## Task statement
The copy has to match the data exactly and leave out every picture.

## Material provided
........
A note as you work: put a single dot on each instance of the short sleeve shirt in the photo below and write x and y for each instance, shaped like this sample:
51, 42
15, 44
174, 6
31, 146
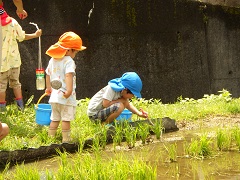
........
## Task answer
A note as you work: put a single dot on each instance of the short sleeve shirt in the photo below and write x and y for each instance, shaped like this sample:
51, 42
15, 44
174, 6
31, 146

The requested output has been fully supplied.